From: Jiri Pirko <jpirko@redhat.com>
To: "Nicolas de Pesloüan" <nicolas.2p.debian@gmail.com>
Cc: Andy Gospodarek <andy@greyhouse.net>,
netdev@vger.kernel.org, davem@davemloft.net,
shemminger@linux-foundation.org, kaber@trash.net,
fubar@us.ibm.com, eric.dumazet@gmail.com
Subject: Re: [patch net-next-2.6] net: reinject arps into bonding slave instead of master
Date: Thu, 10 Mar 2011 07:48:30 +0100 [thread overview]
Message-ID: <20110310064829.GA3261@psychotron.redhat.com> (raw)

INSTRUCTIONS TO FOLLOW.
Reproduce the email header word for word, from the passage beginning "From: Jiri Pirko" up to and including "Message-ID: <20110310064829.GA3261@psychotron.redhat.com> (raw)".

GIVEN INFORMATION.

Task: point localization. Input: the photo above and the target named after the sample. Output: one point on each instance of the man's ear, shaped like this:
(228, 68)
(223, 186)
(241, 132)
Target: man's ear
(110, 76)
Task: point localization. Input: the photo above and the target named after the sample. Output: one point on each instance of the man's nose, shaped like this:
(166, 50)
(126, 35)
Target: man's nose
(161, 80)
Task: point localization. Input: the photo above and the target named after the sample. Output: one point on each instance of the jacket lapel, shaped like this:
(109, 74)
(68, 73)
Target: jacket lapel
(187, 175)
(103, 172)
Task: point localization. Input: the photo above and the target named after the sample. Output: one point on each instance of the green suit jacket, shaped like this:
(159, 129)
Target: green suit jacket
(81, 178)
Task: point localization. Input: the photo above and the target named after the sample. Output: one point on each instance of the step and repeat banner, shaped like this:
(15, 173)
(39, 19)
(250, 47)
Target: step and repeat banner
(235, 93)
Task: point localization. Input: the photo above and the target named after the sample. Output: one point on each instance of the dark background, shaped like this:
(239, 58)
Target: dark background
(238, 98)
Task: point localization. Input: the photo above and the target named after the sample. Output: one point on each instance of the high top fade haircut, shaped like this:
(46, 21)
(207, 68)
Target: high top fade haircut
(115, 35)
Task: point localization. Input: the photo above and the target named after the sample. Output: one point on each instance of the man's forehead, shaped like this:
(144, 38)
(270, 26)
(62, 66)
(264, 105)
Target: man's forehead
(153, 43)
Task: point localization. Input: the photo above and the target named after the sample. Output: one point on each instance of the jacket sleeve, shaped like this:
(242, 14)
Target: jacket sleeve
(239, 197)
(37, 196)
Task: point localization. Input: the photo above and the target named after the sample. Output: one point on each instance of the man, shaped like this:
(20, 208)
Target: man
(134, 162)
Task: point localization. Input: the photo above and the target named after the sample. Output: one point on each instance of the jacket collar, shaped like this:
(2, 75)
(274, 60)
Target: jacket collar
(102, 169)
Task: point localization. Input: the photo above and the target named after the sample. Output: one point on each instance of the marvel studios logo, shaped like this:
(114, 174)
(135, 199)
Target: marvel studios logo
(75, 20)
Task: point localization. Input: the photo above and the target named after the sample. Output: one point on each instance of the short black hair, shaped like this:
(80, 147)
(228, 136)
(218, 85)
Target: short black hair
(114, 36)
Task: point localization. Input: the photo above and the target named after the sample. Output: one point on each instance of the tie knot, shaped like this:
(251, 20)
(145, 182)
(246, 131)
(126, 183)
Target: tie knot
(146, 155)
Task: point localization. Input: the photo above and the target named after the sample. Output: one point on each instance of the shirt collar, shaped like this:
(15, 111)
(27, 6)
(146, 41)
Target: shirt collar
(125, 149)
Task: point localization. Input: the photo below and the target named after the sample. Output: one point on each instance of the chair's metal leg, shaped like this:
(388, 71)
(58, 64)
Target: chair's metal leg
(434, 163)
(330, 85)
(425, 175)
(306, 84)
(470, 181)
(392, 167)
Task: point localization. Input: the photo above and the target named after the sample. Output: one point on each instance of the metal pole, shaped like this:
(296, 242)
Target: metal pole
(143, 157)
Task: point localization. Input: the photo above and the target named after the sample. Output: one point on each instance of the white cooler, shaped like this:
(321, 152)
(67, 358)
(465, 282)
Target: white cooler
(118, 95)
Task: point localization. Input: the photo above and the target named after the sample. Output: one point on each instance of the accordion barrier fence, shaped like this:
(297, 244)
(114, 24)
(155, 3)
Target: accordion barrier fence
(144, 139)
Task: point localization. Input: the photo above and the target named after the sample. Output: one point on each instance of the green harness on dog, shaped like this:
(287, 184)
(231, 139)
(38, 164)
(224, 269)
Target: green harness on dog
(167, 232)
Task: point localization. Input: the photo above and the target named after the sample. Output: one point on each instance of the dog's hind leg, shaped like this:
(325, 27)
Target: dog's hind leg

SOLUTION TO THE EXERCISE.
From: Jiri Pirko <jpirko@redhat.com>
To: "Nicolas de Pesloüan" <nicolas.2p.debian@gmail.com>
Cc: Andy Gospodarek <andy@greyhouse.net>,
netdev@vger.kernel.org, davem@davemloft.net,
shemminger@linux-foundation.org, kaber@trash.net,
fubar@us.ibm.com, eric.dumazet@gmail.com
Subject: Re: [patch net-next-2.6] net: reinject arps into bonding slave instead of master
Date: Thu, 10 Mar 2011 07:48:30 +0100 [thread overview]
Message-ID: <20110310064829.GA3261@psychotron.redhat.com> (raw)